Task to carry out
Produce a verbatim transcription of the records below, beginning at the line containing "edinburgh label with a single marker." and ending at the final line; include only those lines.

Pointing records

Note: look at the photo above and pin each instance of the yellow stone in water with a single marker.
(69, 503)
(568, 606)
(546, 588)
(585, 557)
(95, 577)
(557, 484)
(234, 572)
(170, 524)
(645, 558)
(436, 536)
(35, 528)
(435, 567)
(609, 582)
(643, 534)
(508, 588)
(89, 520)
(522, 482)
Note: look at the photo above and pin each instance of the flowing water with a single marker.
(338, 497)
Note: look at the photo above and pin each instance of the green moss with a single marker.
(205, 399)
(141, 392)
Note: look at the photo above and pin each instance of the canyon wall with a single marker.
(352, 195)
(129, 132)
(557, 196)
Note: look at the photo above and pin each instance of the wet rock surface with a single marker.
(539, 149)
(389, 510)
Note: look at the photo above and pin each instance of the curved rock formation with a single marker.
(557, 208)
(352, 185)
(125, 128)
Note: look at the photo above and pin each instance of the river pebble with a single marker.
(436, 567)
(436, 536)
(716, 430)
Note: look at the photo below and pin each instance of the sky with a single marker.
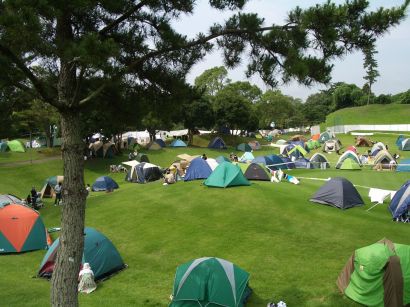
(393, 48)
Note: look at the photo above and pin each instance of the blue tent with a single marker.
(302, 163)
(217, 143)
(399, 140)
(401, 201)
(289, 163)
(104, 183)
(403, 166)
(198, 169)
(178, 143)
(160, 142)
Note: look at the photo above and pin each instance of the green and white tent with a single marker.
(210, 282)
(226, 175)
(378, 275)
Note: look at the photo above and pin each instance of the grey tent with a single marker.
(338, 192)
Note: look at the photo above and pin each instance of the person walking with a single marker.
(58, 189)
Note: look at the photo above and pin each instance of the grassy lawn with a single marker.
(293, 249)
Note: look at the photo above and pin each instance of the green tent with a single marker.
(244, 147)
(210, 282)
(226, 175)
(378, 275)
(16, 146)
(350, 164)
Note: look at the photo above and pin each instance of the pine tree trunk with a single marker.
(67, 266)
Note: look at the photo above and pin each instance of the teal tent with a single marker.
(178, 143)
(226, 175)
(244, 147)
(210, 282)
(99, 252)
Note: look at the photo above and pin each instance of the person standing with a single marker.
(58, 189)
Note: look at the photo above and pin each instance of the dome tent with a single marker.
(104, 183)
(21, 229)
(338, 192)
(224, 283)
(99, 252)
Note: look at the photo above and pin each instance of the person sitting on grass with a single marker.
(86, 280)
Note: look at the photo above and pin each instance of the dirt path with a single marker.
(25, 162)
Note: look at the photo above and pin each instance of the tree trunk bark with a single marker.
(69, 256)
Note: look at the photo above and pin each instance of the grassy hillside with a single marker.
(372, 114)
(293, 249)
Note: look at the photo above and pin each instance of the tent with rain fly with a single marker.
(142, 157)
(345, 155)
(221, 159)
(363, 142)
(350, 164)
(405, 145)
(244, 147)
(338, 192)
(3, 147)
(131, 173)
(99, 252)
(247, 156)
(21, 229)
(377, 147)
(210, 281)
(383, 157)
(48, 188)
(198, 169)
(403, 166)
(325, 136)
(160, 142)
(178, 143)
(226, 175)
(331, 146)
(153, 146)
(302, 163)
(217, 143)
(255, 171)
(400, 203)
(378, 275)
(255, 145)
(16, 146)
(9, 199)
(318, 160)
(399, 139)
(104, 183)
(147, 172)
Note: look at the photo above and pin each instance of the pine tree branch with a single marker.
(39, 86)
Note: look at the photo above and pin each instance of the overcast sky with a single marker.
(393, 48)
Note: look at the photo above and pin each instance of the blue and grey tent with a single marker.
(160, 142)
(104, 183)
(217, 143)
(198, 169)
(400, 203)
(178, 143)
(403, 166)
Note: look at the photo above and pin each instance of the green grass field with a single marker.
(375, 113)
(293, 249)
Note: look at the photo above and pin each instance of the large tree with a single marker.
(134, 40)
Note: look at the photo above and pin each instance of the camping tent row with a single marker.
(21, 229)
(14, 146)
(102, 150)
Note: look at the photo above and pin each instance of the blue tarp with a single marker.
(178, 143)
(104, 183)
(401, 201)
(198, 169)
(217, 143)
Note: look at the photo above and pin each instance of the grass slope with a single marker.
(293, 249)
(371, 114)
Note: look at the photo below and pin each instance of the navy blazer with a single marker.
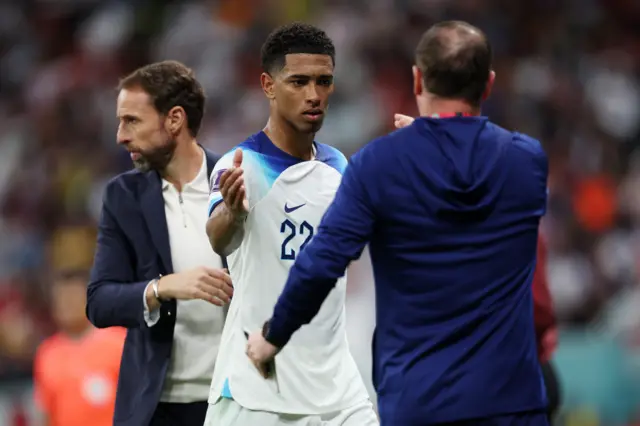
(132, 249)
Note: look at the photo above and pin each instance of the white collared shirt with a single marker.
(198, 323)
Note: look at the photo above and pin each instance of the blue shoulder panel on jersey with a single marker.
(331, 157)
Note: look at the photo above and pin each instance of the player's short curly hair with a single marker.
(170, 84)
(294, 38)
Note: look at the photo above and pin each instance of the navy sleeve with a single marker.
(343, 233)
(113, 297)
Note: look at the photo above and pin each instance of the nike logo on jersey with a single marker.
(288, 209)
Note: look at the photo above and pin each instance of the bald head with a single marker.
(455, 61)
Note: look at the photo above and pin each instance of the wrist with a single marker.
(269, 337)
(236, 217)
(159, 287)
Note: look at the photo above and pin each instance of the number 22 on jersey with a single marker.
(290, 231)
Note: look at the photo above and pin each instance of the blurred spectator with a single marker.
(76, 369)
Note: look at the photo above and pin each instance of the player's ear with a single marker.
(176, 118)
(417, 81)
(267, 82)
(489, 87)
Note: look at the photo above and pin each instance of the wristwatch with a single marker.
(154, 286)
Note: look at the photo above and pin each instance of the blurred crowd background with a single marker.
(568, 73)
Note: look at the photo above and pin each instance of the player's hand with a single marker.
(260, 352)
(232, 187)
(209, 284)
(401, 120)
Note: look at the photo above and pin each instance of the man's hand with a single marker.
(211, 285)
(401, 120)
(232, 188)
(261, 352)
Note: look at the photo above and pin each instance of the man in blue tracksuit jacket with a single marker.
(450, 206)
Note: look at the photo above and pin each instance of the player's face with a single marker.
(302, 89)
(69, 300)
(142, 131)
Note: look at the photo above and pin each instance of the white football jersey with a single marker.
(315, 372)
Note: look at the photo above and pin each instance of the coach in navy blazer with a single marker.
(134, 254)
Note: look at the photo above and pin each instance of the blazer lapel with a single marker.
(152, 205)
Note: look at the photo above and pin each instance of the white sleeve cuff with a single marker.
(151, 318)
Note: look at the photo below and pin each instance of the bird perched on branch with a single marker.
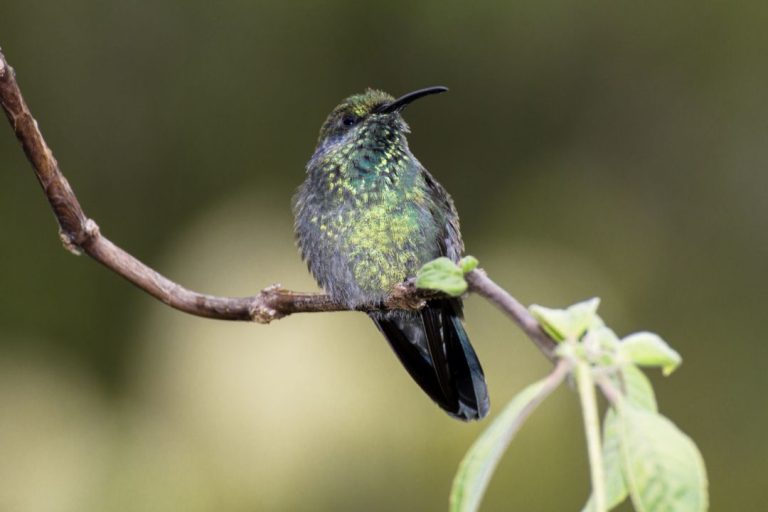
(367, 217)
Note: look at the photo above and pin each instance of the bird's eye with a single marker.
(349, 120)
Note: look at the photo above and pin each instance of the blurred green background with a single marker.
(593, 148)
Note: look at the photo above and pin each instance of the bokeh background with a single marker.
(593, 148)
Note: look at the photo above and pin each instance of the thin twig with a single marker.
(480, 283)
(79, 234)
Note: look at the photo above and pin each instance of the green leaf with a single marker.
(648, 349)
(476, 469)
(468, 264)
(615, 488)
(661, 465)
(443, 275)
(569, 323)
(638, 389)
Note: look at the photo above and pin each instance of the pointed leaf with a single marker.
(468, 264)
(443, 275)
(648, 349)
(661, 465)
(478, 465)
(638, 389)
(568, 323)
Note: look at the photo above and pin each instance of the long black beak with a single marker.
(400, 103)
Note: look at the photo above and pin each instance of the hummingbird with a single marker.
(367, 217)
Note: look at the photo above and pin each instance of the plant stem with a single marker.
(586, 385)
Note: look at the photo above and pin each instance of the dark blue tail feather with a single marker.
(433, 346)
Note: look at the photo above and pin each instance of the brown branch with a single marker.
(81, 234)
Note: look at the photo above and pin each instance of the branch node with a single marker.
(68, 241)
(403, 296)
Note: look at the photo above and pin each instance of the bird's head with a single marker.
(354, 117)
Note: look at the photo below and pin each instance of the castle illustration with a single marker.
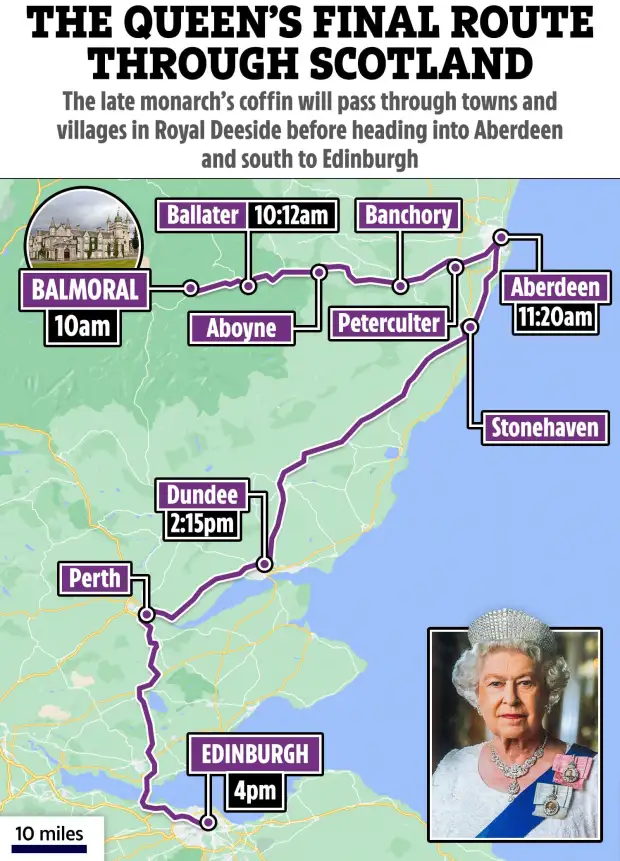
(62, 243)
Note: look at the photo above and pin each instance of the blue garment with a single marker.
(517, 820)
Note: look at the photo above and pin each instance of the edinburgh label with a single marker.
(236, 753)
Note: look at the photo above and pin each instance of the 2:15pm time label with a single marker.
(58, 837)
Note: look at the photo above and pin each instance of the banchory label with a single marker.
(230, 753)
(545, 428)
(198, 215)
(555, 287)
(387, 324)
(260, 328)
(114, 289)
(195, 494)
(415, 215)
(94, 578)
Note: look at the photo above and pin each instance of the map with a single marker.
(373, 512)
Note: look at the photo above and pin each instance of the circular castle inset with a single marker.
(83, 228)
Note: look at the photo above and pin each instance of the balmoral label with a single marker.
(555, 287)
(114, 289)
(368, 323)
(415, 215)
(545, 428)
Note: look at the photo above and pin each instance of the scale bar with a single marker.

Solution
Note: look at the photo above and pin each instance of the edinburgh label with a single marker.
(236, 753)
Note: look at the photo above and pin each instance of the 2:15pm time label with a single marker.
(58, 837)
Note: look at the photo above and pin each instance of the banchory label with a single marker.
(230, 753)
(545, 428)
(198, 215)
(555, 287)
(387, 324)
(260, 328)
(114, 289)
(195, 494)
(415, 215)
(94, 578)
Note: look at the photo above and pin each instance of the map with a single marker.
(373, 512)
Note: look at the photo above and pin each instance of the circular castle inset with a single marker.
(83, 228)
Note: look at the photo above and pin each instance of the balmoral label with a single marker.
(555, 287)
(114, 289)
(368, 323)
(415, 215)
(545, 428)
Note: look at the photo above and pin each instance of the scale bar with a single marker.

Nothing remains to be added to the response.